■ GOAL ■
Gather each line in the listing below that contains the word "Return", and copy those lines in full.

Records excerpted from a collection
::::::

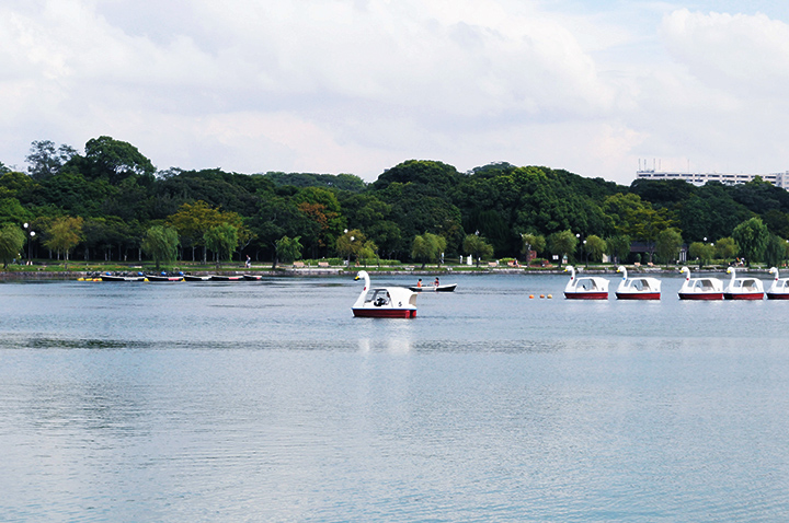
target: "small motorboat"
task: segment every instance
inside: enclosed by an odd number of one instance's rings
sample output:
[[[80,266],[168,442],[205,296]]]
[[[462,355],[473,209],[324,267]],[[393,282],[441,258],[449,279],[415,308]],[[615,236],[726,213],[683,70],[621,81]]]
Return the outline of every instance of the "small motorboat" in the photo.
[[[161,275],[146,275],[148,281],[183,281],[183,275],[168,275],[162,272]]]
[[[627,268],[619,267],[622,279],[616,290],[617,300],[660,300],[661,281],[658,278],[638,276],[628,278]]]
[[[210,276],[184,275],[184,281],[210,281]]]
[[[243,276],[222,276],[222,275],[210,275],[210,281],[241,281],[244,279]]]
[[[789,278],[779,278],[778,269],[770,267],[770,275],[776,275],[773,284],[767,289],[768,300],[789,300]]]
[[[723,282],[718,278],[690,278],[690,269],[683,267],[685,282],[679,289],[681,300],[722,300]]]
[[[455,289],[457,289],[457,283],[446,283],[446,284],[433,284],[433,286],[416,286],[416,287],[409,287],[410,290],[413,292],[455,292]]]
[[[570,281],[564,287],[564,298],[568,300],[607,300],[608,280],[596,276],[575,277],[575,268],[572,265],[564,267],[564,272],[570,272]]]
[[[416,293],[403,287],[370,289],[369,275],[359,270],[356,280],[364,279],[364,289],[351,310],[356,317],[416,317]]]
[[[727,288],[723,289],[724,300],[764,300],[762,280],[753,277],[737,278],[734,267],[729,267],[727,274],[732,277]]]
[[[145,281],[145,275],[142,272],[136,275],[105,272],[101,275],[101,279],[102,281]]]

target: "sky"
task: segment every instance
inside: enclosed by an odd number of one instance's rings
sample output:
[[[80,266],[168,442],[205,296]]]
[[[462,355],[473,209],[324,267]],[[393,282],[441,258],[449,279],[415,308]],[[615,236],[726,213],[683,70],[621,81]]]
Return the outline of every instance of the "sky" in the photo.
[[[789,171],[789,2],[3,0],[0,162]]]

::::::

■ TASK OUTPUT ■
Return the outline of every instance of the "small motorboat" in the photo.
Return the outline of every instance of the "sky" in the photo.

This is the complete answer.